— Exercise tasks —
• a. Answer these questions using the article about Hank Paulson and the credit rating agencies:
(i) What position did Hank Paulson formerly hold?
(ii) What did he urge a sweeping overhaul of?
(iii) Which body was he speaking to?
• b. In the article about Hank Paulson and the credit rating agencies, reproduce the passage from "More work needs" to "the credit crisis." word for word.
• c. Continue the article about Hank Paulson and the credit rating agencies, picking up after its final sentence.

More work needs to be done to reduce the influence of the credit rating agencies if the financial system is to be made safer, the former US treasury secretary Hank Paulson told an investigation into the credit crisis.
Mr Paulson urged a sweeping overhaul of securities laws, which currently set rules on the bonds that certain types of investors may buy depending on the rating assigned by the rating agencies.
Although the laws are meant to protect investors, they have in fact led the financial system into a false sense of security, Mr Paulson told the Financial Crisis Inquiry Commission yesterday. "I think, no matter how the rating agencies are regulated – and we need more regulation and we need more disclosure around the rating agencies – I do not like the fact that we have several rating agencies that are enshrined in our securities laws and regulatory manuals. I think that's just a crutch, and a dangerous crutch. I don't want to have the rating agencies held up as the font of all truth."

Data listing
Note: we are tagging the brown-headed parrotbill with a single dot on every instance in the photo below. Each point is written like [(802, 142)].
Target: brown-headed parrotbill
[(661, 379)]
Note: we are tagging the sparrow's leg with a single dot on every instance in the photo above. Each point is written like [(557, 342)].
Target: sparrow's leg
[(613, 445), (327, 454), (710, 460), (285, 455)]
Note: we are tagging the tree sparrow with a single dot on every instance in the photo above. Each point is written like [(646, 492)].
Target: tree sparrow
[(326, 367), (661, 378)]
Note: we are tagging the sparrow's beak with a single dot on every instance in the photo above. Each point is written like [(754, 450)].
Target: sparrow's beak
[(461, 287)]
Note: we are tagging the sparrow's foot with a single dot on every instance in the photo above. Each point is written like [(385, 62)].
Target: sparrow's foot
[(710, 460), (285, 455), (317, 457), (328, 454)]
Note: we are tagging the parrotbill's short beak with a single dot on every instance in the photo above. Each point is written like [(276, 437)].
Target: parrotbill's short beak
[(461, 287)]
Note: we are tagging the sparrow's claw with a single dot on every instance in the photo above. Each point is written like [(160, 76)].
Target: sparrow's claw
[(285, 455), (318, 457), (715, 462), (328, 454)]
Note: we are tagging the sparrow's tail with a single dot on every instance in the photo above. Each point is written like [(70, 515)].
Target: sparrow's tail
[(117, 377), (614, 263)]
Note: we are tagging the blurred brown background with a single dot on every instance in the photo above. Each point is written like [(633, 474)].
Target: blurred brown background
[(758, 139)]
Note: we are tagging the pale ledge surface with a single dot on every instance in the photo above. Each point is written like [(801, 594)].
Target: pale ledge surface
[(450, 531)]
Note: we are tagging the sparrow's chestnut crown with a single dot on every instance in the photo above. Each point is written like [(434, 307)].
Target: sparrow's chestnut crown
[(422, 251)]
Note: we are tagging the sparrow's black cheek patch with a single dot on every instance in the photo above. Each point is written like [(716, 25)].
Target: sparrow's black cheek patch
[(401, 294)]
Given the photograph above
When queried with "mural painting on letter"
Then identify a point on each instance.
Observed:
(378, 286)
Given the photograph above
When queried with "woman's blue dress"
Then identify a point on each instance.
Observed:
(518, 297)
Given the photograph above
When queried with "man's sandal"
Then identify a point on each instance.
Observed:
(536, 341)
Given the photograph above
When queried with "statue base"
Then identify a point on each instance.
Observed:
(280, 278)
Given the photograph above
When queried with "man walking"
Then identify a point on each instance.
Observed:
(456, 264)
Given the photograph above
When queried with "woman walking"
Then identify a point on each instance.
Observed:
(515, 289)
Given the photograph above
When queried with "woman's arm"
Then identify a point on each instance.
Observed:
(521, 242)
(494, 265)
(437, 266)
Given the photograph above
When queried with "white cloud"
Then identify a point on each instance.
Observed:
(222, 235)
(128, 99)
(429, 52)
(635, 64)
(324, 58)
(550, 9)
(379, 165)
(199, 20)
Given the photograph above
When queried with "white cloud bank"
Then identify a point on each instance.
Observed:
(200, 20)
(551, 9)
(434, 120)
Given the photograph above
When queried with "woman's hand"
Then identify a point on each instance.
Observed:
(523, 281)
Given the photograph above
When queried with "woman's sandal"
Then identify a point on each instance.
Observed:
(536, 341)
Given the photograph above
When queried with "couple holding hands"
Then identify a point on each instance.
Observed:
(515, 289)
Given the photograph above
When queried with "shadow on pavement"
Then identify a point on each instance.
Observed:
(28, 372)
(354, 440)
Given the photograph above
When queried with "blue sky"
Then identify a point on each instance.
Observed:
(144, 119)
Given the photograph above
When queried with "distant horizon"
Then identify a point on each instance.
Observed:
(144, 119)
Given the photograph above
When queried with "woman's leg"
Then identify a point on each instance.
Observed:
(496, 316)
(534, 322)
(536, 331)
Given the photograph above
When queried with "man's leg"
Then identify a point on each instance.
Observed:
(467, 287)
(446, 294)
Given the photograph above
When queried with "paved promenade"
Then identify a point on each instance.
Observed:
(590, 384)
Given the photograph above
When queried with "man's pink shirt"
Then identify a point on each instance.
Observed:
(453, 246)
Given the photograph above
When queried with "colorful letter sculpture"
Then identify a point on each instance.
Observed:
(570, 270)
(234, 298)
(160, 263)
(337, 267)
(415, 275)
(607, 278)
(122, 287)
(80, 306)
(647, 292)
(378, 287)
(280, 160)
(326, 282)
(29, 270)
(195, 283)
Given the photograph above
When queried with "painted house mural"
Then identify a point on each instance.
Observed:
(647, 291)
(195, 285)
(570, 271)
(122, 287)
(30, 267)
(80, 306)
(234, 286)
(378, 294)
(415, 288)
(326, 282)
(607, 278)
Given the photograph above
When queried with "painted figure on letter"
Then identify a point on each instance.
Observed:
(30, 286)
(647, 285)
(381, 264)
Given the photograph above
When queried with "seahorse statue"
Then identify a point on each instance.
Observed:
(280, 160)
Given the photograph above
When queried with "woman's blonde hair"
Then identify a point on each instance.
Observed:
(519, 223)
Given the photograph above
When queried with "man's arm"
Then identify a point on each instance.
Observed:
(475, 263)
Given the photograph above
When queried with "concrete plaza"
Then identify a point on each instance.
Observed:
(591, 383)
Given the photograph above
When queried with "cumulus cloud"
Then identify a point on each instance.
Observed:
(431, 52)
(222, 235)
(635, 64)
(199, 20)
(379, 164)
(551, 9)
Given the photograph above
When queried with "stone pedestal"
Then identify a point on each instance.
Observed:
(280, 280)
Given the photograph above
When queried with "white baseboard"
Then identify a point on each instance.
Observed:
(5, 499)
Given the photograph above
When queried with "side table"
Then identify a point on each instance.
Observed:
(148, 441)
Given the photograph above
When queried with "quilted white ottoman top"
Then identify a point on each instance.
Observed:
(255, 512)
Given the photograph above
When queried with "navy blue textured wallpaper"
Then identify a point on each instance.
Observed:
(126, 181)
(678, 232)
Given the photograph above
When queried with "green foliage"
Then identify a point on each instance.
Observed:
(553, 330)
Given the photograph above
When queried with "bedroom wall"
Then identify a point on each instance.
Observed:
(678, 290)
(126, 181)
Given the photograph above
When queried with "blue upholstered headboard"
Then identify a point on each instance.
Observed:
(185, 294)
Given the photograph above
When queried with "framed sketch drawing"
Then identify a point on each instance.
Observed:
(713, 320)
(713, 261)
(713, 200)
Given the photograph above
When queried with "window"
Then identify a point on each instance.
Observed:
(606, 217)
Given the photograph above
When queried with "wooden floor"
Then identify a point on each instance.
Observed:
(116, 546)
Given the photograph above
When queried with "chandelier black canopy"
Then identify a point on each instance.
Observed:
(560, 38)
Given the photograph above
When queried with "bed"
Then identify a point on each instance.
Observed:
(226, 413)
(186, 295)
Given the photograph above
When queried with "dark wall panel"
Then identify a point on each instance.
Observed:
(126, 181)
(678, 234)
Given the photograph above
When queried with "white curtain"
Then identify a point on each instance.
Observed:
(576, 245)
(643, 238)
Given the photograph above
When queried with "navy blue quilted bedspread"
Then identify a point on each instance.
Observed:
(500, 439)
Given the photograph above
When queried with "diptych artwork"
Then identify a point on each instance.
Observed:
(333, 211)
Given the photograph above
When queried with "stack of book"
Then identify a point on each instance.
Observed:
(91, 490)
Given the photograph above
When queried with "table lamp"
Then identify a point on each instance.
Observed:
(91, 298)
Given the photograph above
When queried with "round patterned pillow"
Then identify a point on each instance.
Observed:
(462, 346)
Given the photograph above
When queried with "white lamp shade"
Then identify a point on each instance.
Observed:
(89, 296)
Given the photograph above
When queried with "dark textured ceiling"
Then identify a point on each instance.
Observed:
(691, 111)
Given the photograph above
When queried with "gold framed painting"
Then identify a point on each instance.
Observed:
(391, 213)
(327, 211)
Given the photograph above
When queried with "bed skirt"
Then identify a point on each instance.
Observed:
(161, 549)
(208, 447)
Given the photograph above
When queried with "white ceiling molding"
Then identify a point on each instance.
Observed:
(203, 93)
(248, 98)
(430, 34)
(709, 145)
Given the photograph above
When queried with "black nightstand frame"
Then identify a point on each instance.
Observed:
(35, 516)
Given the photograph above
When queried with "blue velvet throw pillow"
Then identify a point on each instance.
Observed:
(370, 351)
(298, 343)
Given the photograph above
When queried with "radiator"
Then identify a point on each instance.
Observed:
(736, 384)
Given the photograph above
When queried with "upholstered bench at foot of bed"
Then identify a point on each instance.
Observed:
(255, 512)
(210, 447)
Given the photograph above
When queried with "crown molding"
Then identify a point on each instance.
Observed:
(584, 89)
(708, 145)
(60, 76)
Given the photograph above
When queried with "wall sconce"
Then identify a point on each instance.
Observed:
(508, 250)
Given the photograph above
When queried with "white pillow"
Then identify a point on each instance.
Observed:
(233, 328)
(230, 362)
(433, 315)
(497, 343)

— Answers below —
• a.
(i) He was the former US treasury secretary.
(ii) He urged a sweeping overhaul of securities laws.
(iii) He was speaking to the Financial Crisis Inquiry Commission.

• b.
More work needs to be done to reduce the influence of the credit rating agencies if the financial system is to be made safer, the former US treasury secretary Hank Paulson told an investigation into the credit crisis.

• c.
Grave errors by the major agencies – Standard & Poor's and Moody's being the leading two – led investors around the globe to believe that many complex mortgage derivatives would prove as safe as US government bonds, when in fact they quickly became worthless.
Reliance on agency ratings of bonds encouraged more investors to put money in the credit markets, widening the so-called "shadow banking system" which provided credit for the economy that did not have to be channelled through more heavily regulated traditional banks.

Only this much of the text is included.